## Tasks to perform
1. Decide whether each statement agrees with the article on Second Life, Adobe and Apple, answering yes or no and quoting the deciding words of the article: (a) Tom Hale formerly worked at Adobe; (b) Steve Jobs presented the exclusion of Flash as a business decision; (c) the quoted argument states that Flash was made for PCs and mice.
2. Carry on the article on Second Life, Adobe and Apple from the point at which it stops.

## Page extract

########################################

Applications and Tools, Business in Virtual Worlds, Second Life

Second Act for Second Life? Adobe, Apple and Linden Lab

Linden Lab, under the guidance of folks like Tom Hale (ex Adobe) have become less like Adobe, and more like Apple – or that’s the premise of Ari Blackthorne in a well thought out post that lifts off the current controversy caused by Steve Job’s decision to exclude Flash from the iPad and iPhone platforms.

Now, for those of you who don’t follow the tech or business pages, the decision to exclude Flash from Apple’s mobile devices was positioned as a purely technical one by Steve Jobs in a compelling argument for the decision:

Flash was created during the PC era – for PCs and mice. Flash is a successful business for Adobe, and we can understand why they want to push it beyond PCs. But the mobile era is about low power devices, touch interfaces and open web standards – all areas where Flash falls short.

########################################

## Recorded data
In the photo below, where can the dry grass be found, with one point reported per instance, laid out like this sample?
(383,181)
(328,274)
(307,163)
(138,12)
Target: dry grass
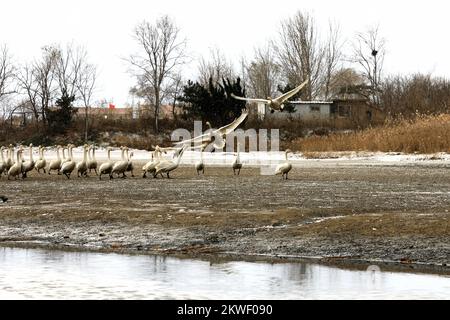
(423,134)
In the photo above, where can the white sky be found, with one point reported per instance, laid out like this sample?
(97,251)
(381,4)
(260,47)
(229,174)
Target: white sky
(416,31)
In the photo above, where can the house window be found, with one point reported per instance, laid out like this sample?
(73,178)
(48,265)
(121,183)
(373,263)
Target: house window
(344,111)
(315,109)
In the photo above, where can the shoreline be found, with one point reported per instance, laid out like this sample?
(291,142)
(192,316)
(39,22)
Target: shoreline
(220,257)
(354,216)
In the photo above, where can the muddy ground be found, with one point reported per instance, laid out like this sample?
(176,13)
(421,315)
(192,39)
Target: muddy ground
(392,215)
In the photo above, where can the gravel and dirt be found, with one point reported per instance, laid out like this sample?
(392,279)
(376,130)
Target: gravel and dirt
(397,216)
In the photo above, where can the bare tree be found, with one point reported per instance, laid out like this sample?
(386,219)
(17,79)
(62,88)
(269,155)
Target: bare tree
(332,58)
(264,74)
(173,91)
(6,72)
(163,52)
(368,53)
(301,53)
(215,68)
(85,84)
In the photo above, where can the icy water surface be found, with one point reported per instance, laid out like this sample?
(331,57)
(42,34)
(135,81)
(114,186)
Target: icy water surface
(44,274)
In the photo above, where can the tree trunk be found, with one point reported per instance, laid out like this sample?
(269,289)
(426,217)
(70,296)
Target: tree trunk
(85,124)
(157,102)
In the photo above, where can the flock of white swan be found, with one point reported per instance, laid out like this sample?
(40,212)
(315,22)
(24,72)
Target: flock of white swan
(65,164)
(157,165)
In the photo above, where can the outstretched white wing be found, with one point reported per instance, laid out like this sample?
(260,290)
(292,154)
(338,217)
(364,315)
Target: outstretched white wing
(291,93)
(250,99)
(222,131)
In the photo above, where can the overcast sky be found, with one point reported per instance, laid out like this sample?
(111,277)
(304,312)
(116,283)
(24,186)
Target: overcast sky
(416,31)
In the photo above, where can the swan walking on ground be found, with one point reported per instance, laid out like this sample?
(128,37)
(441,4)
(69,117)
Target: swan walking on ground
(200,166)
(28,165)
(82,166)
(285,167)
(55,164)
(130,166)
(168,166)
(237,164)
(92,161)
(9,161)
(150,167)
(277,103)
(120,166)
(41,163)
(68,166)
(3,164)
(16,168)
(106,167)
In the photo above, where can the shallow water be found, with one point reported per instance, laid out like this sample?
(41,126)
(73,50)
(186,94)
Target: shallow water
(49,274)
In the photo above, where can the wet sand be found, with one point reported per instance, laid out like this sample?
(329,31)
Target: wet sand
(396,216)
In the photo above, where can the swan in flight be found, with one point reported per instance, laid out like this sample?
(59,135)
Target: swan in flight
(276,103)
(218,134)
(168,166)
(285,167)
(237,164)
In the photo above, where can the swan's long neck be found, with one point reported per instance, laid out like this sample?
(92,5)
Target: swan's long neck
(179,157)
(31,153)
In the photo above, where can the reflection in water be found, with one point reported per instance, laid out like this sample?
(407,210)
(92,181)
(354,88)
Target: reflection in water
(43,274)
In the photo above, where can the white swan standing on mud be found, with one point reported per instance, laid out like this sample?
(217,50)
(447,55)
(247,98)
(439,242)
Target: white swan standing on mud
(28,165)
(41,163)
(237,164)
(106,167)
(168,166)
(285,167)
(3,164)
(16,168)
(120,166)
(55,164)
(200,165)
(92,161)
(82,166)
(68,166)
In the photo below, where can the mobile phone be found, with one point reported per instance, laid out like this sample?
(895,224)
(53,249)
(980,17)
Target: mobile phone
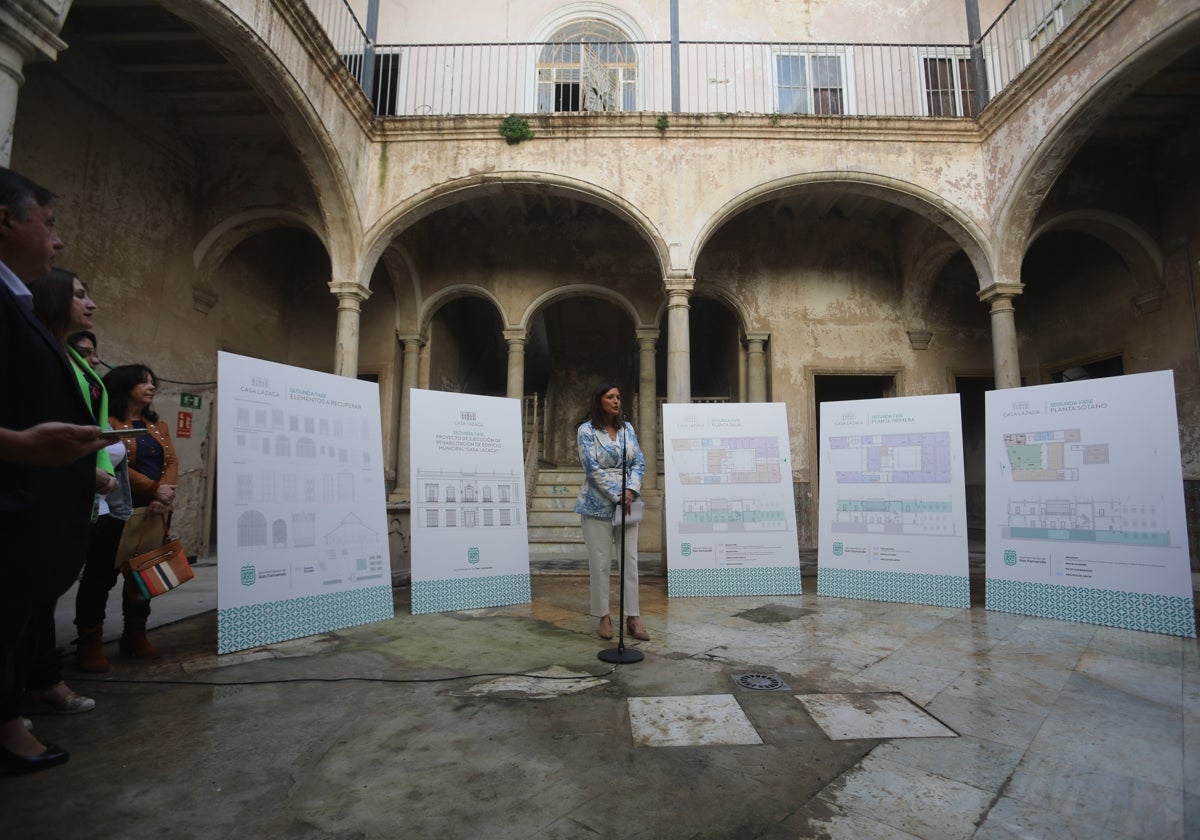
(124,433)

########################################

## Results of the exercise
1.
(a) Yes: "Tom Hale (ex Adobe)"
(b) No: "positioned as a purely technical one by Steve Jobs"
(c) Yes: "Flash was created during the PC era – for PCs and mice."

2.
The avalanche of media outlets offering their content for Apple’s mobile devices demonstrates that Flash is no longer necessary to watch video or consume any kind of web content. And the 200,000 apps on Apple’s App Store proves that Flash isn’t necessary for tens of thousands of developers to create graphically rich applications, including games.

New open standards created in the mobile era, such as HTML5, will win on mobile devices (and PCs too). Perhaps Adobe should focus more on creating great HTML5 tools for the future, and less on criticizing Apple for leaving the past behind.

His full argument seems, well, so LOGICAL. But calling Adobe a closed system versus the “open” one of the iPhone or iPad (by which Jobs means Web standards) is a bit of a pot calling the kettle black. The Web standards may be open, but everything else about the platform is closed.

But Ari’s point isn’t to compare Second Life to Apple because of the closed or open nature of the systems, but rather to make the point that whereas Linden Lab may once have been more like Adobe, providing tools to creators, they are now more like Apple, with a singular focus on the users.

There Are Always Middle Men
It’s a compelling case.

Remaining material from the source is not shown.